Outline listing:
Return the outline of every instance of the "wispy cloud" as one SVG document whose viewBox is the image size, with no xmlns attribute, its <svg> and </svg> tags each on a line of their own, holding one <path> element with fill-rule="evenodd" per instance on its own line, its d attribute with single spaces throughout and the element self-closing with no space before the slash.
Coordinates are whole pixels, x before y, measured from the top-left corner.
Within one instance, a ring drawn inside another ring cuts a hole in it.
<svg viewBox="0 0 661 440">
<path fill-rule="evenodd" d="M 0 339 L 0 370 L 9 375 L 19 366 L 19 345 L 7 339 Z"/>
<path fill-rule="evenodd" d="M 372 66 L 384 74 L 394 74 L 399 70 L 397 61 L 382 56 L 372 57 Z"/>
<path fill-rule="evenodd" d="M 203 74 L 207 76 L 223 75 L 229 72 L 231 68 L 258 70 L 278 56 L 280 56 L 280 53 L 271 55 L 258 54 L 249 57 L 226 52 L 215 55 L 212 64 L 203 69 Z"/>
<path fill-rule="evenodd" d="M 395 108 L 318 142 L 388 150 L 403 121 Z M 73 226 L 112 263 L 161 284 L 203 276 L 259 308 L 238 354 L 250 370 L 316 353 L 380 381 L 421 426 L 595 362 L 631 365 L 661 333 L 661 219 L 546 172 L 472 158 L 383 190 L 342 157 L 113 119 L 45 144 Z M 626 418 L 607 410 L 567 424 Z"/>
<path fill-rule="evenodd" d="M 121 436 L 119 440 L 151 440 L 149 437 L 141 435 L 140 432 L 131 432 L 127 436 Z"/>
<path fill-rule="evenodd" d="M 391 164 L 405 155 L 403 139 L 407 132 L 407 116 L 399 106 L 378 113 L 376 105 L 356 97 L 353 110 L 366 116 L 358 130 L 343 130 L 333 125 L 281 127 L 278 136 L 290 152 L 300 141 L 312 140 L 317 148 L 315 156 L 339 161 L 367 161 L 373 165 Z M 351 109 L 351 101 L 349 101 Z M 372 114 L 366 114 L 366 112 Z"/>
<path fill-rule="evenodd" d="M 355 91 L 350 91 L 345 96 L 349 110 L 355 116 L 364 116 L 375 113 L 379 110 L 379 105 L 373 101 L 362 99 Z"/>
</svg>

* **Objective**:
Please count the lines of the listing above that contain the string "before", matching case exactly. Give only the number.

* **Answer to the problem**:
2